Problem requirements: Reproduce the passage of the mailbox roundup from "We're melting like" up to and including "ideas of others.".
## Start Page extract
We're melting like votive candles here in New York City, smothered by record-setting heat and humidity along with the rest of the Northeast. Too hot and exhausted to think original thoughts, the lobster and the canary will instead find refuge in the cool ideas of others.

Some recent good things that have landed in our mailbox:

* The Rod Serling Conference at Ithaca College (NY): Elena Pizarro writes to announce that this year's conference takes place September 9-10. Serling taught at Ithaca College 1967-1975; the college houses his archives. Click here for more information.

* Valerie McKenzie sends her gallery's summer newsletter (McKenzie Fine Art is on W. 25th in Manhattan). She represents some very interesting, and underrated, artists- I especially love Jim Dingilian's spectral etchings inside bottles ("Hiding Places: Memory in Art"). Click here for more.

* Pam Grossman is always cutting-edge! On her blog Phantasmaphile she finds the most interesting art with a baroque, occult and fabulistic mentality. Recently she noted the opening of the Phantasten Museum in Vienna ("visionary art/ fantastic realism/ surrealism")-- like her, Lobster & Canary want to go! For more, click here and here.

* The Boston Review's latest is out. The BR offers, besides its incisive political and investigative reporting, some of the best fiction anywhere. (With Junot Diaz as their fiction editor, how could they not?) Among other things, they published NoViolet Bulawayo's Caine Prize-winning short story last year. Click here for more.

* Aqueduct Press has launched The Cascadian Subduction Zone: A Literary Quarterly-- the third issue just arrived, and it continues this newcomer's strong debut. Kristin King's feature essay "Can Science Fiction Change the World?" should prompt thoughtful debate. Also, many good book reviews, plus suitably strange artwork by "Mr. Mead." Check it out here.

* Charity Shumway writes to announce the launch of an urban gardening & cookery site, Spade & Spatula ("growing and cooking in the city"). Great quick recipes, anecdotes, and luscious photographs of tomatoes, flowers, pie, vases... Makes us hungry for brunch. Check it out here.

* The Academy of American Poets July newsletter includes a provocative interview with Kenneth Goldsmith, who says (among other things): "The best thing about conceptual poetry is that it doesn't need to be read. You don't have to read it. As a matter of fact, you can write books, and you don't even have to read them." Click here for more.
## End Page extract
## Start Material supplied
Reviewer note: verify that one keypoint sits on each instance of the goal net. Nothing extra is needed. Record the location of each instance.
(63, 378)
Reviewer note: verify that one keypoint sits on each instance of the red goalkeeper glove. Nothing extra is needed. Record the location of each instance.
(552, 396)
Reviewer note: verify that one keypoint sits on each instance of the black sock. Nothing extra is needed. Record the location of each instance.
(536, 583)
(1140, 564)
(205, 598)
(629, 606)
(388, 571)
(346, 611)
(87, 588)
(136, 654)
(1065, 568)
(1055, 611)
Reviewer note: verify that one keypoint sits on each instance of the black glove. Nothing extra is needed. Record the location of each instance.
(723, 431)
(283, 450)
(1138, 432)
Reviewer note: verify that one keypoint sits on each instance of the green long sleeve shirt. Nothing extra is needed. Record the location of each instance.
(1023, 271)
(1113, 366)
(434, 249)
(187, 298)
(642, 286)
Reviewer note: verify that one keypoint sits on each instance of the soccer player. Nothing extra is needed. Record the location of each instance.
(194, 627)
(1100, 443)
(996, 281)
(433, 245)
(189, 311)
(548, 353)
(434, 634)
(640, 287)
## End Material supplied
Right answer:
We're melting like votive candles here in New York City, smothered by record-setting heat and humidity along with the rest of the Northeast. Too hot and exhausted to think original thoughts, the lobster and the canary will instead find refuge in the cool ideas of others.